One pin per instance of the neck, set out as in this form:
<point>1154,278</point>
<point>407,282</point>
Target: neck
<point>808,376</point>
★ ★ ★ ★ ★ ★ ★
Given task: Copy out each of the entries above word for word, leaving nothing changed.

Complete output:
One pin per instance of the neck, set out as in this form:
<point>1154,278</point>
<point>407,282</point>
Target: neck
<point>808,376</point>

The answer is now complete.